Data excerpts:
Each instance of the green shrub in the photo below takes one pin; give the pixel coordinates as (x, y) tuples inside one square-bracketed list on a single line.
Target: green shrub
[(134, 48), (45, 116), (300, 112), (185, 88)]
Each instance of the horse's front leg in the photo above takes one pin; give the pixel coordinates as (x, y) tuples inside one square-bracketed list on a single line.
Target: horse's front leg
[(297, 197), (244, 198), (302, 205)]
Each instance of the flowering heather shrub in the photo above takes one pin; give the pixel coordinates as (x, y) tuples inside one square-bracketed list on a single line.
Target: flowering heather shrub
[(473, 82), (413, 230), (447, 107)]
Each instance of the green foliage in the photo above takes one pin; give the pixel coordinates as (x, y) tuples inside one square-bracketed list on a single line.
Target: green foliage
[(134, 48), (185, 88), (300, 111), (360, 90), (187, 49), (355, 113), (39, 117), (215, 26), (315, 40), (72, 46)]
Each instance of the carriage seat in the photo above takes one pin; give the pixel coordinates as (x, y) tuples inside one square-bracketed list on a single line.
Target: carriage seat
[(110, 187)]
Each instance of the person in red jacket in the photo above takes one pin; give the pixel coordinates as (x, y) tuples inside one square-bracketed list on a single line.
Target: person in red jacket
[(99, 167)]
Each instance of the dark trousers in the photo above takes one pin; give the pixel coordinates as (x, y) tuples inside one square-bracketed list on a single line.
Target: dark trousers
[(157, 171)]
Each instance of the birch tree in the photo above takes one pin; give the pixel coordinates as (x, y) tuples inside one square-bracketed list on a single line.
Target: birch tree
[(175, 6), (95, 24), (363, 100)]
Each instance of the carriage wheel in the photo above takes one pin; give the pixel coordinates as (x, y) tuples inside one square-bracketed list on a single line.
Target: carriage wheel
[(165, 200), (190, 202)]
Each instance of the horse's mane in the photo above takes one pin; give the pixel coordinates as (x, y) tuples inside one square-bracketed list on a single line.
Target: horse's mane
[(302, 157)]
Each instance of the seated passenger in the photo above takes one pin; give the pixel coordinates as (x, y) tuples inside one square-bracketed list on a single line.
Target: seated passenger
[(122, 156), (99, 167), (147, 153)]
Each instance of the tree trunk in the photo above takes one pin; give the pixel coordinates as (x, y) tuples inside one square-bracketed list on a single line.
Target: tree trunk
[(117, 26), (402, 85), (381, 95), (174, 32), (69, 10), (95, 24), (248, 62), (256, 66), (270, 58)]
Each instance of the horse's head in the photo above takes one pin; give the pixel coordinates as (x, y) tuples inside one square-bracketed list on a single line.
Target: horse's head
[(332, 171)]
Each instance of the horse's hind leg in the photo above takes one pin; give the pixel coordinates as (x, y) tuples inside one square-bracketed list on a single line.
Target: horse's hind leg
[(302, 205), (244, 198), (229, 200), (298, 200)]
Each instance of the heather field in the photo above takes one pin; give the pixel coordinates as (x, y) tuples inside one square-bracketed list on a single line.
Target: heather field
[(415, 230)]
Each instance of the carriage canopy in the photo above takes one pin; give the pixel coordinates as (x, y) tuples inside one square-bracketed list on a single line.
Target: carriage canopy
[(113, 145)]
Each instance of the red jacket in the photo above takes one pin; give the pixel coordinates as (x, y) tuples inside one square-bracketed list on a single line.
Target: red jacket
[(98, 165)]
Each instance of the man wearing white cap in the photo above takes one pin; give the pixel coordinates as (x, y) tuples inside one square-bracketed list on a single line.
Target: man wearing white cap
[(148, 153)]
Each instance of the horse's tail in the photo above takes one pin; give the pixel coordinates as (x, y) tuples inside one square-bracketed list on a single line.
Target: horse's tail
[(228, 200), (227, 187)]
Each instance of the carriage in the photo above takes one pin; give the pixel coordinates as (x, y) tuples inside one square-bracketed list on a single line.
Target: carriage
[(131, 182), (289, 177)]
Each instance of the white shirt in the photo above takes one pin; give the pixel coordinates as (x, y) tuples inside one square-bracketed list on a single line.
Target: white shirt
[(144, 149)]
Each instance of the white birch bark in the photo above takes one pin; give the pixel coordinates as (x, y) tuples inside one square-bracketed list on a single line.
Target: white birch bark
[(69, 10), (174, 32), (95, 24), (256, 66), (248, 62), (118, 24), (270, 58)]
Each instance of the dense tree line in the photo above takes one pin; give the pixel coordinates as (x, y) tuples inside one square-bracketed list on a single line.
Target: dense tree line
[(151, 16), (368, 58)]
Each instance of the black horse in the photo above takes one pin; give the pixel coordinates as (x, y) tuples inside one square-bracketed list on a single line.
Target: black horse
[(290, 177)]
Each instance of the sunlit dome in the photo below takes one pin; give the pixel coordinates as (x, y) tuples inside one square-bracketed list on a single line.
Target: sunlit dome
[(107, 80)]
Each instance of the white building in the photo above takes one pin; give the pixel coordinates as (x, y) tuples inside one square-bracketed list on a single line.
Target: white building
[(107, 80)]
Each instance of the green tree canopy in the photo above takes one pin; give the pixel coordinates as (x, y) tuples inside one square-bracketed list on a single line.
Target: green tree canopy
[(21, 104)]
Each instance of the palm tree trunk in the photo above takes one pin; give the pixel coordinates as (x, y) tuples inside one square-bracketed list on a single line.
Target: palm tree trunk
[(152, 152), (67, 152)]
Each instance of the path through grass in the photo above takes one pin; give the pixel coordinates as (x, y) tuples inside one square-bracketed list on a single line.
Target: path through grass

WHAT YOU ARE ASKED TO DO: Write out all the entries once more, exactly.

WRITTEN ANSWER:
Each instance of the green shrub in the photo below takes one pin; give the pixel coordinates as (x, y) tuples inside one square-bracketed list on a single line.
Target: green shrub
[(134, 48), (45, 116), (300, 112), (185, 88)]
Each instance of the horse's front leg in the photo above takes one pin; give the pixel coordinates as (x, y) tuples inside one square-bracketed list on a single line.
Target: horse's front leg
[(297, 197), (244, 198), (302, 205)]
Each instance of the flowering heather shrub in the photo above takes one pin; give the pixel coordinates as (x, y) tuples inside one square-bracketed list on a single line.
Target: flowering heather shrub
[(473, 82), (413, 230), (447, 107)]
Each instance of the green foliage in the photo above takes one pin; give the pixel coordinates as (x, y) tuples inside one square-bracketed list on a single line.
Target: green foliage
[(134, 48), (185, 88), (300, 111), (360, 90), (187, 49), (355, 113), (39, 117), (215, 26), (315, 40), (72, 46)]
Each instance of the carriage seat in the photo above takes one pin; give the pixel coordinates as (x, y) tuples inside one square-bracketed list on a single line.
Target: carriage seat
[(110, 187)]
Each instance of the person in red jacket in the photo above takes one pin; give the pixel coordinates as (x, y) tuples inside one square-bracketed list on a single line.
Target: person in red jacket
[(99, 167)]
Each instance of the dark trousers in the photo above takes one pin; give the pixel coordinates as (x, y) tuples inside one square-bracketed list on a single line.
Target: dark trousers
[(157, 171)]
Each instance of the birch tree in the photo above takes one pin; give the pixel coordinates as (x, y) tuples inside one square-bracketed list on a single line.
Target: birch tree
[(175, 6), (95, 24), (363, 100)]
Each instance of the carriage wheel in the photo above takes one pin; give the pixel coordinates as (x, y) tuples inside one square-bracketed list on a single line.
Target: carriage wheel
[(165, 200), (190, 202)]
Each instance of the horse's mane in the photo above takes one pin; give the pixel coordinates as (x, y) tuples inside one square-bracketed list on a single line.
Target: horse's mane
[(302, 157)]
Each instance of the seated passenger in the photo above takes one pin; give the pixel coordinates as (x, y) tuples inside one square-bracketed list on a single line.
Target: seated passenger
[(122, 156), (99, 167), (147, 153)]
Each instance of the tree trunk in the photo above takes one pin; give the pixel coordinates as (x, y) tuples inside one square-bracketed list on a single line.
Target: tree trunk
[(117, 26), (402, 85), (381, 95), (174, 32), (69, 10), (95, 24), (248, 62), (256, 66), (270, 58)]
Each instance of the horse's head in the photo above takes one pin; give the pixel coordinates as (x, y) tuples inside one square-bracketed list on a single line.
Target: horse's head
[(332, 171)]
Each instance of the horse's hind leg in the photo above takes one pin; give the pixel coordinates as (x, y) tuples inside one square-bracketed list on a single line.
Target: horse's hind leg
[(302, 205), (244, 198), (229, 200), (298, 200)]
Each instance of the heather field in the photo above takes one pin; give the pixel coordinates as (x, y) tuples inside one square-bracketed list on a single line.
Target: heather field
[(415, 230)]
Each instance of the carriage canopy in the photo above takes one pin; give the pixel coordinates as (x, y) tuples inside one square-bracketed list on a single line.
Target: carriage canopy
[(113, 145)]
Each instance of the red jacket in the photo above takes one pin; give the pixel coordinates as (x, y) tuples inside one square-bracketed list on a single line.
Target: red jacket
[(98, 165)]
Each instance of the man wearing white cap in the photo above takes one pin; give the pixel coordinates as (x, y) tuples inside one square-bracketed list on a single line.
Target: man wearing white cap
[(148, 153)]
Each instance of the horse's tail in the photo above takes one pin; give the pixel coordinates as (x, y) tuples inside one square-bracketed list on a single line.
Target: horse's tail
[(228, 200), (227, 187)]
Each instance of the carriage in the photo above takes one pin; give the pixel coordinates as (x, y) tuples inside one square-bracketed list on a single line.
Target: carriage
[(131, 182), (289, 177)]
Each instance of the white shirt in the photo above takes one pin; give the pixel coordinates as (x, y) tuples inside one square-bracketed list on a single line.
Target: white shirt
[(144, 149)]
Each instance of the white birch bark in the photo above takes one pin; give the pixel coordinates as (x, y) tuples inside one square-bracketed list on a single line.
Target: white birch bark
[(69, 10), (174, 32), (95, 24), (256, 66), (248, 62), (118, 24), (270, 58)]
Each instance of the dense tree line in the photo above takes one pin; give the pixel coordinates as (x, y) tuples inside one square-bracketed list on a single line.
Target: dense tree line
[(151, 16), (368, 58)]
Each instance of the black horse in the photo above takes one pin; give the pixel coordinates as (x, y) tuples inside one square-bracketed list on a single line.
Target: black horse
[(290, 177)]
Each instance of the sunlit dome in the photo below takes one pin; give the pixel coordinates as (x, y) tuples inside one square-bracketed list on a single line.
Target: sunlit dome
[(107, 80)]
Each instance of the white building in the photo above takes one pin; give the pixel coordinates as (x, y) tuples inside one square-bracketed list on a single line.
Target: white building
[(107, 80)]
Each instance of the green tree canopy in the photo above takes one pin; give the pixel coordinates as (x, y) tuples inside one square-bracketed list on a single line.
Target: green tree canopy
[(21, 104)]
Each instance of the palm tree trunk in the photo above takes one pin; give the pixel coordinates as (x, y) tuples inside one square-bracketed list on a single line.
Target: palm tree trunk
[(152, 152), (67, 152)]
Each instance of the path through grass in the photo above takes one pin; give the pixel coordinates as (x, y) tuples inside one square-bracketed list on a single line.
Target: path through grass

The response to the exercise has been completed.